→ Problem
Wherever a picture appears, skip it and retype the rest of the data exactly.

→ Exercise data
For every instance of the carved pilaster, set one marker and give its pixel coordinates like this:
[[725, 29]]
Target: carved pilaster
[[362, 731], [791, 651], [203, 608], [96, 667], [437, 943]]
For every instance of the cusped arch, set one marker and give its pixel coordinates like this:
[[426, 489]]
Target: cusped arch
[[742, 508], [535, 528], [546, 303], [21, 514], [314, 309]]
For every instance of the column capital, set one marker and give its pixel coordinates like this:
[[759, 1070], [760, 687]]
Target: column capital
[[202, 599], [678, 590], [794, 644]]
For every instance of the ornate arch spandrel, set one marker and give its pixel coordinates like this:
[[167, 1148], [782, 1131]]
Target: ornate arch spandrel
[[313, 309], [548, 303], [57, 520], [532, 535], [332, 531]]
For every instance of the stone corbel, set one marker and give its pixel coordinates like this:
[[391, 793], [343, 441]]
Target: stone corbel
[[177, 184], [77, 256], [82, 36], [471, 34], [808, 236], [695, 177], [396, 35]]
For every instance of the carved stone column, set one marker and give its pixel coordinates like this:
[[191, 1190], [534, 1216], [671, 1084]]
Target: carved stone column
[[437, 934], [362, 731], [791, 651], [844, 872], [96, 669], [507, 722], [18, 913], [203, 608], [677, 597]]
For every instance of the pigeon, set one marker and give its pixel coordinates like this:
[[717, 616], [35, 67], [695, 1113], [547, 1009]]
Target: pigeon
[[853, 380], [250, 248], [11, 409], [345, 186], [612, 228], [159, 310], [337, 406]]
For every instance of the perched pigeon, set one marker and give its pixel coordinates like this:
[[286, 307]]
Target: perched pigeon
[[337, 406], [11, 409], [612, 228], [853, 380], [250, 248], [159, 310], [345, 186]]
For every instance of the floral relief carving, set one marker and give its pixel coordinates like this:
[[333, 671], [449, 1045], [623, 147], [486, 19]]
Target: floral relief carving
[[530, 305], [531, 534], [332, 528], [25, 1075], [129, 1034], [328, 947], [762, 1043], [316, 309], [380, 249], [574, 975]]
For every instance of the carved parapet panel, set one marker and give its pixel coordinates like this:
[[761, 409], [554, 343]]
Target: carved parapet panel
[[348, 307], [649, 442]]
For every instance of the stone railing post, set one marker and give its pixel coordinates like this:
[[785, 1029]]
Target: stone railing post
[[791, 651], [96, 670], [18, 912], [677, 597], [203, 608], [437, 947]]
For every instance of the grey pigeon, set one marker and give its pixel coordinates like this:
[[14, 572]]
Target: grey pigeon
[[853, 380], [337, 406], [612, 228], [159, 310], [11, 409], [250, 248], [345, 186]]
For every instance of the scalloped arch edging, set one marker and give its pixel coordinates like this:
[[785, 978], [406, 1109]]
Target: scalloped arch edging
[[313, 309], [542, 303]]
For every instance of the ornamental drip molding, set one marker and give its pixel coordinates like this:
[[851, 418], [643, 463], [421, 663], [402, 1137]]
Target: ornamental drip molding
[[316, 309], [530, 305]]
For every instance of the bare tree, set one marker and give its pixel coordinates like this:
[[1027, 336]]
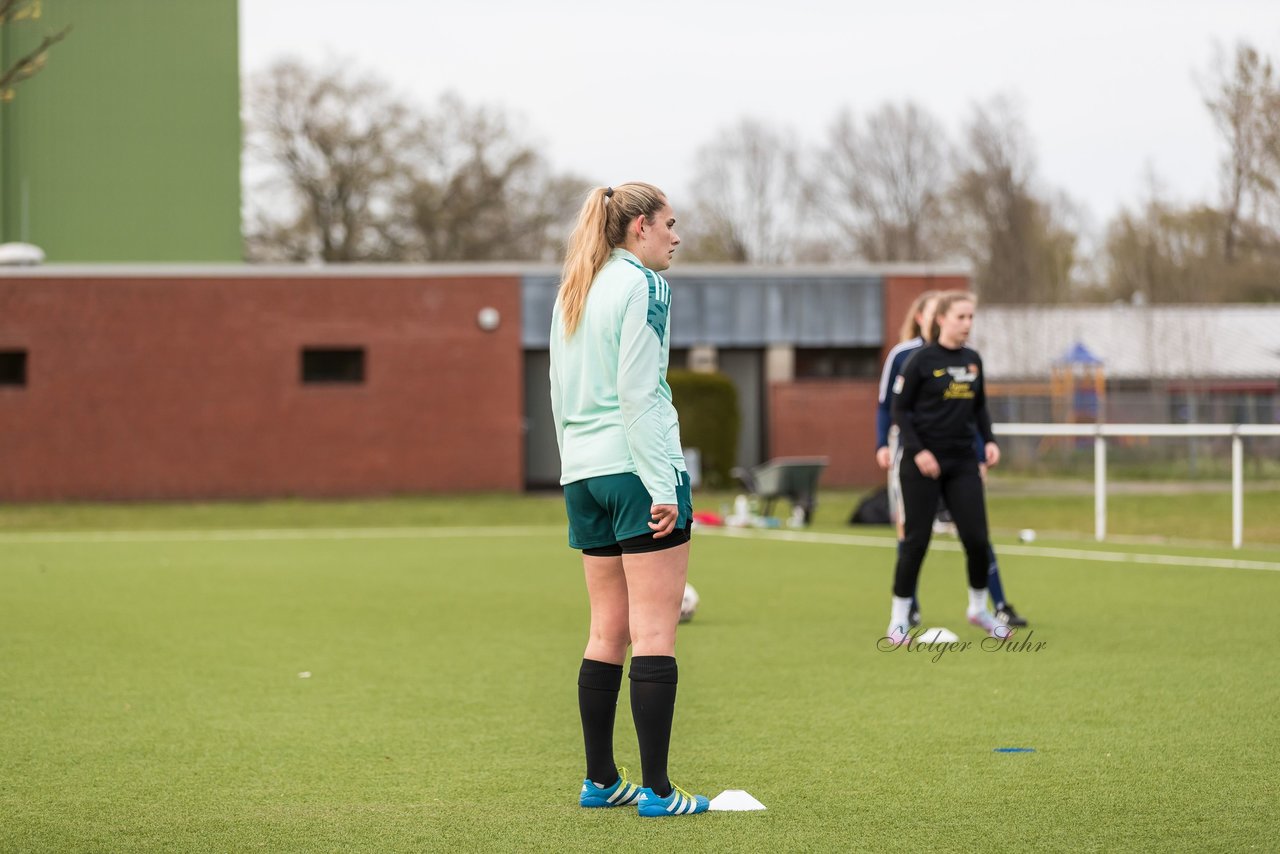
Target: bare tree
[[30, 63], [483, 193], [1243, 96], [337, 151], [1020, 245], [883, 185], [749, 196]]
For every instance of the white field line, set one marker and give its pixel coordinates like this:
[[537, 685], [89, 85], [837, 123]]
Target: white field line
[[1028, 551], [238, 535], [246, 535]]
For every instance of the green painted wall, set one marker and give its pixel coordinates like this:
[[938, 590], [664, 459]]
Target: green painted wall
[[126, 147]]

→ Answer section
For every instance of the carved pilaster, set one marker and give its pixel coordinates like this:
[[725, 29]]
Target: carved pilaster
[[362, 731], [791, 651], [203, 608], [96, 667], [437, 943]]
For every instance of the cusped arch, set one marker and give its pixel coordinates like this:
[[426, 489]]
Target: cusped arch
[[742, 508], [535, 528], [546, 303], [21, 514], [314, 309]]
For every instance of the column capital, set one marker and give its pixel coordinates like this:
[[759, 1070], [760, 687]]
Target: column capital
[[202, 599], [678, 590], [794, 644]]
For every instance of the ornate arch spandrel, set one marker and give its pixel coordinates like this:
[[167, 1148], [782, 1131]]
Target: ornate arch spandrel
[[313, 309], [548, 303], [57, 520], [532, 535], [332, 531]]
For every instance of the stone corbel, set one marker and give its pixel coordinates like this:
[[391, 793], [343, 441]]
Target: stone corbel
[[177, 184], [77, 256], [82, 36], [471, 34], [808, 236], [695, 177], [396, 35]]
For every instance of the carved stone column, set one marker and give its pixel coordinates like this:
[[191, 1190], [534, 1216], [671, 1084]]
Target: carved stone column
[[437, 934], [362, 731], [791, 651], [844, 872], [96, 669], [507, 722], [18, 913], [203, 608], [677, 597]]
For every instance of the pigeon, set one marker and give its pixel coordinates like this:
[[717, 616], [35, 67], [695, 1113], [547, 1009]]
Target: pigeon
[[853, 380], [250, 248], [11, 409], [345, 186], [612, 228], [159, 310], [337, 406]]
For every instance of the perched pigeon, set one marker and give its pixel coordinates like this:
[[286, 307]]
Target: perched pigeon
[[337, 406], [11, 409], [612, 228], [853, 380], [250, 248], [159, 310], [345, 186]]
For every instance of the floral relief carving, set one marker and give its pixel coordinates like this:
[[333, 671], [449, 1045], [623, 147], [486, 19]]
Target: floral relief carving
[[530, 305], [531, 534], [332, 528], [25, 1075], [129, 1034], [328, 947], [762, 1043], [316, 309], [380, 249], [574, 975]]
For every instance of the carved parapet panel, set one marker and give its pixel coordinates like this:
[[761, 409], [554, 343]]
Target: carved parapet panel
[[348, 307], [649, 442]]
For every instance of the stone railing post, set one marker and give its pixel coordinates like this:
[[785, 1029]]
Target: stone railing post
[[791, 651], [96, 670], [18, 912], [677, 597], [203, 608], [437, 947]]
For every instance of the grey pigeon, set one marker and give its pixel coordinates like this:
[[14, 572]]
Target: grey pigeon
[[853, 380], [337, 406], [612, 228], [159, 310], [11, 409], [250, 248], [345, 186]]
For every instance of the scalloped arch edging, set one marker and give its pixel coordinates like this:
[[785, 978], [406, 1109]]
Target: scalloped arch edging
[[313, 309], [542, 303]]
For every instance of the ornamental drip molding, set one marker and give its pixel coordinates like this:
[[851, 418], [643, 463], [421, 663], [402, 1137]]
Target: ornamental drip molding
[[316, 309], [530, 305]]
For every instance of the bare tree, set one marker and give its pixel coordinates like this:
[[1027, 336]]
Target: bare tree
[[30, 63], [483, 193], [1243, 96], [337, 151], [1020, 245], [883, 185], [749, 196]]
For every instance of the white field line, set one marker and give its pixel coordinates like this:
[[537, 685], [89, 85], [837, 123]]
Target: white field line
[[1028, 551], [238, 535], [246, 535]]
For every instance of the green painted wall, set one marker and give its pixel coordinates like this:
[[938, 590], [664, 459]]
Target: green painted wall
[[126, 147]]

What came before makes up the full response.